### Extracted text
Does the article cite a source for a full research paper on the topic? Usually Scientific American publishes on things recently published in Science or other top-tier journals, but provides a version for the lay reader. If they don't cite a full source, even the names of the authors they cite as doing the work would mean I could look up what you're referring to. There may be more to it than you could get from a Sci Am article.
 
Yeah, the cell wouldn't come back to life and do it's normal stuff, it'd just be a virus making plant. That makes sense that I had underestimated how much DNA would be needed for a regularly functioning cell...

### Information provided
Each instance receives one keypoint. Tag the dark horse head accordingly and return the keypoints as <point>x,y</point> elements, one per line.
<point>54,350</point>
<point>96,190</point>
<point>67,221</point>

### Using the information
A – According to the discussion about a Scientific American article, why would the names of the cited authors be useful even without a full source? Answer in one to three sentences.
B – Write a continuation of the discussion about the Scientific American article, beginning after its last sentence.
The material plays no part in this work.

### Per-task outputs
A – The authors' names would let the writer look up the work being referred to. The writer thinks there may be more to the topic than a Scientific American article can convey.

B –
The author of the artical is Luis (or Louis, it's spelled both ways) P. Villarreal. At the end of the article, they cite:

Lateral Gene Transfer or Viral Colonization? by Victor DefFilippis and Louis Villarreal from Science, Vol 293, page 1048; August 10, 2001

Though it's important to note that the whole article isn't about viruses taking over dead cells, that part is in a little box that takes up half of one page and only vaguely relates to the main article, so I'm not sure how much of the stuff I'm talking about would be in any of those works.
 
I hope that unless you were reading a very old issue of Sci Am that the citation is a citation of their older works, not the one the article is based on (dated 2001) :biggrin: Thanks, that should be a starting place to find the original article. It sounds interesting.